Exercise inputs |
--- START ---
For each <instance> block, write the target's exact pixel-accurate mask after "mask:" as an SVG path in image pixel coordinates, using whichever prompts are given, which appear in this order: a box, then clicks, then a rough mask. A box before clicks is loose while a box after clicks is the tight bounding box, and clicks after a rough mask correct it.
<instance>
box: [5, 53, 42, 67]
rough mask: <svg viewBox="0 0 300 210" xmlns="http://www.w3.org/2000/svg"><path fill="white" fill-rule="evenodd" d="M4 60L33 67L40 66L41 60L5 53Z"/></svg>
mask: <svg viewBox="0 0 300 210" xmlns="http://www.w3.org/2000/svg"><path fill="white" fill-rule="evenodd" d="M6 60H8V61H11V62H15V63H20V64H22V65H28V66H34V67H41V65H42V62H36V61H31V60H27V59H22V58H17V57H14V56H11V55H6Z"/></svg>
--- END ---
--- START ---
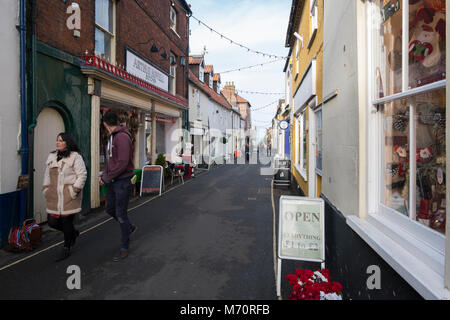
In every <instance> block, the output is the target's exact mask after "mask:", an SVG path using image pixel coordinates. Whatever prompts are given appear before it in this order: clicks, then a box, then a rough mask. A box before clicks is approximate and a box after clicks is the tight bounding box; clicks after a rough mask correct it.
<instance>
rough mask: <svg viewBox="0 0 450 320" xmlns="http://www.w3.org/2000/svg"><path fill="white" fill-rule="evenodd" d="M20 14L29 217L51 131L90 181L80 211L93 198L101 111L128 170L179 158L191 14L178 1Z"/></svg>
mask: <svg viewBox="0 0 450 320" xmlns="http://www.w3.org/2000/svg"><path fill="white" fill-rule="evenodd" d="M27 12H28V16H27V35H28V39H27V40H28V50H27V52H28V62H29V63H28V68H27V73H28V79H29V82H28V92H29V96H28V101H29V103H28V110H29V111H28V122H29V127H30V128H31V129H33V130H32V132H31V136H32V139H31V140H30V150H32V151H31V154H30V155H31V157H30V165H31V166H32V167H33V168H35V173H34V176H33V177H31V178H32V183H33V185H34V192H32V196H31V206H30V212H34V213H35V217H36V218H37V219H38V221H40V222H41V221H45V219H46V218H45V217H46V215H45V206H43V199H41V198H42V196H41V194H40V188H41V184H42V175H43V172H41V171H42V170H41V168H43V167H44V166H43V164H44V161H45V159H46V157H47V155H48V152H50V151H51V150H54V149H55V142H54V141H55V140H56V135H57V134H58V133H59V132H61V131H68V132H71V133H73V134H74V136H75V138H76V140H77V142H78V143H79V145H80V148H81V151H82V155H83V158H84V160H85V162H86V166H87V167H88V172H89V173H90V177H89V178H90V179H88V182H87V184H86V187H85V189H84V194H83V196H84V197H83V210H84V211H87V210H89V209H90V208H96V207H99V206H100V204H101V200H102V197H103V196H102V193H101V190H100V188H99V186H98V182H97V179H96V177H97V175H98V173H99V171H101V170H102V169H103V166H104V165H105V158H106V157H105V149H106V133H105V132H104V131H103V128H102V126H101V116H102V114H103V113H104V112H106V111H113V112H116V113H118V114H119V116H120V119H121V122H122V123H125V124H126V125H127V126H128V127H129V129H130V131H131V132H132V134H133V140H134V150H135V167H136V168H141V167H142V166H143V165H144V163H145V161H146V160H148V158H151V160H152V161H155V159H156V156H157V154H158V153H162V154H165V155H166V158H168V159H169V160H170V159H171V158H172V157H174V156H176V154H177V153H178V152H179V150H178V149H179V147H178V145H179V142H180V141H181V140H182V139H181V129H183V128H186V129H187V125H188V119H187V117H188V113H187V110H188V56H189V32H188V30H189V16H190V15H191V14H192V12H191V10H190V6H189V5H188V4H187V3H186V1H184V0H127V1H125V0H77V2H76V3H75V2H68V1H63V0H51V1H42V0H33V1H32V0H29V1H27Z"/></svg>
--- END ---
Activity | Show all lines in the entries above where the string "order" appears.

Response to this exercise |
For each <instance> block, write the target's exact pixel-accurate mask after "mask:" as an SVG path in image pixel coordinates, using whichever prompts are given, which appear in this order: a box, then clicks, then a rough mask. A box before clicks is loose while a box after clicks is the tight bounding box, and clicks after a rough mask correct it.
In every <instance> block, the output is the target's exact mask after "mask:", an SVG path using image pixel coordinates. Whatever prompts are given appear before it in this order: clicks, then a box, then a rough mask. A box before clicks is approximate and a box after clicks is the tight bounding box; clicks after a rough mask correct it.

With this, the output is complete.